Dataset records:

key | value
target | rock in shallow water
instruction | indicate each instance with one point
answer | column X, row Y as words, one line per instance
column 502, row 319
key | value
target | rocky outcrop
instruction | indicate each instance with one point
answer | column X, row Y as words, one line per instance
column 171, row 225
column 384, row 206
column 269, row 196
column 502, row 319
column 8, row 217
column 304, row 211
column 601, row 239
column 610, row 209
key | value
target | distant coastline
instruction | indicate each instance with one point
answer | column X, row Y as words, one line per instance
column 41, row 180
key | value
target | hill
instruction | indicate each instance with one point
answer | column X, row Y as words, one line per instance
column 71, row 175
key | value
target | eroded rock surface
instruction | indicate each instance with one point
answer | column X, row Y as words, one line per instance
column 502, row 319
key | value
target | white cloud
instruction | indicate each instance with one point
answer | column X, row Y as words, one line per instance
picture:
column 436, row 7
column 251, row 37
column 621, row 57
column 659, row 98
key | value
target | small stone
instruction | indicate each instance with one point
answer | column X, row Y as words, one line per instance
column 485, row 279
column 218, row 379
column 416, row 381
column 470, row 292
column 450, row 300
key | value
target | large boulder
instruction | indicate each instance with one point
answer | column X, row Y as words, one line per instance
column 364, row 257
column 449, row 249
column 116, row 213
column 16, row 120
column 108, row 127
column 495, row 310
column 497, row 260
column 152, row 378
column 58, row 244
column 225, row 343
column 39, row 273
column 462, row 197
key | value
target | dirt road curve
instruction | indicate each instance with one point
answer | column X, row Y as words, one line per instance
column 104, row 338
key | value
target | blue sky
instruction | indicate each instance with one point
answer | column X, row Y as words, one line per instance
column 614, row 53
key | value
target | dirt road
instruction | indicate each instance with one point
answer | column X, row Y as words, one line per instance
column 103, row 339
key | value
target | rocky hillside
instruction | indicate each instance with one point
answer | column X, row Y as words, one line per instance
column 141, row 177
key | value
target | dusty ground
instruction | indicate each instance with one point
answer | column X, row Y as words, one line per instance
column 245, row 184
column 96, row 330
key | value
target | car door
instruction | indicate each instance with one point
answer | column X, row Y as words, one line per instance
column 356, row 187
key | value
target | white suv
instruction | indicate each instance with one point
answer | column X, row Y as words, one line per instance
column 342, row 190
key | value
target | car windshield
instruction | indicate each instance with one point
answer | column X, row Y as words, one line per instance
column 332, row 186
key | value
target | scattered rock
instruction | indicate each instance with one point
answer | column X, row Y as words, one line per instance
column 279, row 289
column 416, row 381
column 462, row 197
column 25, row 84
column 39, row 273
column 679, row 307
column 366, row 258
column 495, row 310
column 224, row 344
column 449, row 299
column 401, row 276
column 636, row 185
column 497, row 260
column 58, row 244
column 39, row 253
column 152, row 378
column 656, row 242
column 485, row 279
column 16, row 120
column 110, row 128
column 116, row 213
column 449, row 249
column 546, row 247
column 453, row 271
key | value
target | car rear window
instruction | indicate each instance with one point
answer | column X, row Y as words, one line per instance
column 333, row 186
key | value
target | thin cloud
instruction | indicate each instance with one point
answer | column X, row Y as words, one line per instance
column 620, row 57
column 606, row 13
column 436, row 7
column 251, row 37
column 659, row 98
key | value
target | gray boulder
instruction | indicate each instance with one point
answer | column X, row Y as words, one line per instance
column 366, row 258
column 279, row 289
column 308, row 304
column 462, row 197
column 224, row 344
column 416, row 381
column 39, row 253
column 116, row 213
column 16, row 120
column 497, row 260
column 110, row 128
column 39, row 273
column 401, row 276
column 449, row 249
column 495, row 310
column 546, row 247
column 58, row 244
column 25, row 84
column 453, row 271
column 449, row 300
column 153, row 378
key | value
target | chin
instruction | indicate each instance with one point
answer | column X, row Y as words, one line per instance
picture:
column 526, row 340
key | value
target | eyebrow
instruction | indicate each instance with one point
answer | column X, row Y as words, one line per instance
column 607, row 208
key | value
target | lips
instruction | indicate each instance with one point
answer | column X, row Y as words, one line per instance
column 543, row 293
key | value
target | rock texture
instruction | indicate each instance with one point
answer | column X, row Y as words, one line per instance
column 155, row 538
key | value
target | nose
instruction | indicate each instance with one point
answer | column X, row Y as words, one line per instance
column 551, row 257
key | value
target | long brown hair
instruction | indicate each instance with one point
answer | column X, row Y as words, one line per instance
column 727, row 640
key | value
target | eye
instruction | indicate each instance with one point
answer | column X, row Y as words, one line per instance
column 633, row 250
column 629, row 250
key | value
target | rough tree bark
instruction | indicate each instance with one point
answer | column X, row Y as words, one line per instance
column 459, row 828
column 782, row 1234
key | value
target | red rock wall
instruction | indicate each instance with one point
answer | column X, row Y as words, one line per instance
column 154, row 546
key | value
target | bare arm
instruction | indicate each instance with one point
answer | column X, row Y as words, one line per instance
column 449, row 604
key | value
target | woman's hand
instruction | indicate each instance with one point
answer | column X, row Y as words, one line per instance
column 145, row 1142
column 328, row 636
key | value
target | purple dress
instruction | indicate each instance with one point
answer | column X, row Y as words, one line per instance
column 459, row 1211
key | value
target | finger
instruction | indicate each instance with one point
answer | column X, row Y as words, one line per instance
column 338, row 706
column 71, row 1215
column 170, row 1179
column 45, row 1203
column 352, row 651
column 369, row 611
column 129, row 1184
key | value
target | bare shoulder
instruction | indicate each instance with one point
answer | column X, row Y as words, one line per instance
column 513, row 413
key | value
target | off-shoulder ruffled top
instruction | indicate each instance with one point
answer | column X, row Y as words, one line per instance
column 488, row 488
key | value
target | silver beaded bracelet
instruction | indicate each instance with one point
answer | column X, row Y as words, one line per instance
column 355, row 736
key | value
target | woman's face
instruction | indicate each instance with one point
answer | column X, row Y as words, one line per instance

§ **YOUR GOAL**
Print all of the entries above again, reproducing every line without any change.

§ **TASK RESPONSE**
key | value
target | rock in shallow water
instruction | indicate each instance with one point
answer | column X, row Y as words, one line per instance
column 502, row 319
key | value
target | rocky outcrop
instruction | indicate each instance with one point
answer | column X, row Y as words, one line per instance
column 171, row 225
column 384, row 206
column 269, row 196
column 502, row 319
column 8, row 217
column 304, row 211
column 601, row 239
column 610, row 209
key | value
target | distant coastline
instruction | indicate each instance with one point
answer | column X, row Y as words, one line per instance
column 41, row 180
key | value
target | hill
instruction | indicate each instance with one point
answer | column X, row Y as words, one line per instance
column 71, row 175
key | value
target | eroded rock surface
instruction | indicate each instance with one point
answer | column X, row Y as words, one line per instance
column 502, row 319
key | value
target | white cloud
instruction | indicate each instance with one point
answer | column X, row Y as words, one line per instance
picture:
column 436, row 7
column 251, row 37
column 621, row 57
column 659, row 98
key | value
target | small stone
instruction | indicate each instance with one point
answer | column X, row Y as words, one line per instance
column 485, row 279
column 218, row 379
column 416, row 381
column 470, row 292
column 450, row 300
key | value
target | large boulder
instruction | indicate each instance with one point
answer | column X, row Y as words, one line per instance
column 364, row 257
column 449, row 249
column 116, row 213
column 16, row 120
column 108, row 127
column 495, row 310
column 497, row 260
column 152, row 378
column 58, row 244
column 225, row 343
column 39, row 273
column 462, row 197
key | value
target | dirt road curve
instruction | indicate each instance with one point
answer | column X, row Y as words, one line per instance
column 104, row 338
key | value
target | blue sky
instruction | indicate each instance with one point
answer | column X, row Y as words, one line per instance
column 614, row 53
key | value
target | dirt road
instruction | indicate each instance with one point
answer | column X, row Y as words, one line per instance
column 103, row 339
key | value
target | rocky hillside
instruction | indicate each instance with one point
answer | column X, row Y as words, one line per instance
column 141, row 177
key | value
target | dusty ground
instruction | indicate each instance with one point
answer | column X, row Y as words, one line per instance
column 245, row 184
column 96, row 330
key | value
target | car door
instruction | indicate each instance with one point
answer | column X, row Y as words, one line per instance
column 356, row 187
key | value
target | white suv
instruction | indicate each instance with one point
answer | column X, row Y as words, one line per instance
column 342, row 190
key | value
target | car windshield
instruction | indicate each instance with one point
answer | column X, row Y as words, one line per instance
column 332, row 186
key | value
target | scattered rock
instruction | indicate each instance with one point
answer | column X, row Y as words, one line per instance
column 279, row 289
column 416, row 381
column 462, row 197
column 25, row 84
column 39, row 273
column 679, row 307
column 366, row 258
column 495, row 310
column 224, row 344
column 449, row 299
column 401, row 276
column 636, row 185
column 497, row 260
column 58, row 244
column 39, row 253
column 152, row 378
column 656, row 242
column 485, row 279
column 16, row 120
column 110, row 128
column 116, row 213
column 449, row 249
column 546, row 247
column 453, row 271
key | value
target | car rear window
instruction | indicate each instance with one point
answer | column X, row Y as words, one line per instance
column 333, row 186
key | value
target | thin cloud
instruction | indicate each instance with one point
answer | column X, row Y as words, one line per instance
column 620, row 57
column 606, row 13
column 436, row 7
column 251, row 37
column 659, row 98
key | value
target | gray boulder
instruction | indicate each instance with one point
answer | column X, row Y as words, one line per instance
column 366, row 258
column 279, row 289
column 308, row 304
column 462, row 197
column 224, row 344
column 416, row 381
column 39, row 253
column 116, row 213
column 16, row 120
column 497, row 260
column 110, row 128
column 39, row 273
column 401, row 276
column 449, row 249
column 495, row 310
column 546, row 247
column 58, row 244
column 25, row 84
column 453, row 271
column 449, row 300
column 153, row 378
key | value
target | chin
instruction | indicate each instance with one point
answer | column X, row Y as words, one line per instance
picture:
column 526, row 340
key | value
target | eyebrow
instruction | indicate each instance with one point
answer | column X, row Y as words, one line per instance
column 607, row 208
key | value
target | lips
instruction | indicate each instance with one point
answer | column X, row Y as words, one line per instance
column 543, row 293
key | value
target | rock texture
instruction | indicate each instance with one point
answer | column X, row Y as words, one line per instance
column 155, row 538
key | value
target | nose
instruction | indicate each instance with one point
answer | column X, row Y as words, one line per instance
column 551, row 257
key | value
target | long brown hair
instruction | indicate each instance with one point
answer | column X, row Y as words, one line per instance
column 727, row 640
key | value
target | eye
instruction | indicate each instance with one point
answer | column X, row Y as words, one line per instance
column 633, row 250
column 629, row 250
key | value
target | rough tree bark
instruction | indicate each instance with one point
answer | column X, row Y as words, one line per instance
column 459, row 828
column 782, row 1234
key | value
target | red rock wall
instruction | indicate each instance with one point
answer | column X, row Y as words, one line per instance
column 154, row 546
key | value
target | bare arm
instruction | indicate each instance with one point
answer | column X, row Y as words, one line per instance
column 449, row 604
key | value
target | woman's hand
instruction | indicate each instance with one point
answer | column X, row Y as words, one line per instance
column 145, row 1142
column 328, row 636
key | value
target | purple dress
instruction | indicate each instance with one point
answer | column X, row Y as words, one line per instance
column 459, row 1211
key | value
target | finger
instruction | indicate each instance with one point
answer | column X, row Y as words, one line per instance
column 338, row 706
column 71, row 1215
column 170, row 1179
column 45, row 1203
column 352, row 651
column 369, row 611
column 129, row 1184
key | value
target | bare shoulder
instruction | indicate each instance with one point
answer | column X, row Y as words, one line per instance
column 513, row 413
key | value
target | off-shoulder ruffled top
instruction | indicate each instance with one point
answer | column X, row Y as words, one line per instance
column 488, row 488
key | value
target | silver beaded bracelet
instruction | indicate each instance with one point
answer | column X, row Y as words, one line per instance
column 355, row 736
key | value
target | woman's face
instruction | indicate each instance with one point
answer | column X, row Y as words, one line per instance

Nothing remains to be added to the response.